*Aim:*
Which lines in the records below contain the string "target", with case counting? Pick out each such line and copy it.

*Record extracts:*

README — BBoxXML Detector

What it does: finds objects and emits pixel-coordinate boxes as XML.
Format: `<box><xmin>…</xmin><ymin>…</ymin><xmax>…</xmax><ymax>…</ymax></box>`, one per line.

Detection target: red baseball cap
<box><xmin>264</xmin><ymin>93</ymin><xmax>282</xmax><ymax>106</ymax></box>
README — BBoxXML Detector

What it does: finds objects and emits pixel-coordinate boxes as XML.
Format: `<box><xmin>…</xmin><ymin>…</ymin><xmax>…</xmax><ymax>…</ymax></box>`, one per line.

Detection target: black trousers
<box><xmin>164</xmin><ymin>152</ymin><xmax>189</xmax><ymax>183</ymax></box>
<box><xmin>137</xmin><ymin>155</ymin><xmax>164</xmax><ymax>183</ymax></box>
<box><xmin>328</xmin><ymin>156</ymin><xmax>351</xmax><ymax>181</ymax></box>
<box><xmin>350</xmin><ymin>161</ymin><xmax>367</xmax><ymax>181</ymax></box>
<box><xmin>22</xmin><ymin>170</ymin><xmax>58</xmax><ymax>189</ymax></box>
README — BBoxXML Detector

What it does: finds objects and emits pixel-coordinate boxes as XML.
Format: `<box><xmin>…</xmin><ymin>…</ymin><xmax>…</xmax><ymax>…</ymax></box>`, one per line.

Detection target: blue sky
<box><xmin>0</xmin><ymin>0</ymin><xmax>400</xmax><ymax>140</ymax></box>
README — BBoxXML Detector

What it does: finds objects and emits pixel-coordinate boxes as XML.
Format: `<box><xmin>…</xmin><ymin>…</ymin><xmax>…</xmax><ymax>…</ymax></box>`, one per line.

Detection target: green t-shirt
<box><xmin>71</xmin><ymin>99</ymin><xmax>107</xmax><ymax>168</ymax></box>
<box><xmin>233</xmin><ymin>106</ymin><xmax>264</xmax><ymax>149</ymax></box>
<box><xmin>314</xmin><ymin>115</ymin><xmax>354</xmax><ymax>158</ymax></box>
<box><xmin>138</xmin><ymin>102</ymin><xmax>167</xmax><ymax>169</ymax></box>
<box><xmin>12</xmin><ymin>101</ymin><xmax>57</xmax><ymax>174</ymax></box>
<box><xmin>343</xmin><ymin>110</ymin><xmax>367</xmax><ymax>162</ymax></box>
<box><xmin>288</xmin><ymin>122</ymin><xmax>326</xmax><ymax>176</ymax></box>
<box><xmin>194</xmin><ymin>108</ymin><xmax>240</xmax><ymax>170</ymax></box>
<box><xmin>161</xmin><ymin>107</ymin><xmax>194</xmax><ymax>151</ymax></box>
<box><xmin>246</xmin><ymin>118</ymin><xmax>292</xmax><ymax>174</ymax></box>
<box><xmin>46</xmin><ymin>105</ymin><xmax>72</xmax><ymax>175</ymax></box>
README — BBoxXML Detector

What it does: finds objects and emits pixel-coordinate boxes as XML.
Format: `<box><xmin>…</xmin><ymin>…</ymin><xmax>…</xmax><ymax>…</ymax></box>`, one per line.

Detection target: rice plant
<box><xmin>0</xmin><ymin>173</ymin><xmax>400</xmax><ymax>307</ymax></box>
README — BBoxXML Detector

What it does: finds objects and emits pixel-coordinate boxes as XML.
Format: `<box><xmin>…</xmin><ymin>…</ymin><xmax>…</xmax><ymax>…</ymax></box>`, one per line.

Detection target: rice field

*Answer to the problem:*
Detection target: red baseball cap
Detection target: black trousers
Detection target: blue sky
Detection target: green t-shirt
Detection target: rice plant
Detection target: rice field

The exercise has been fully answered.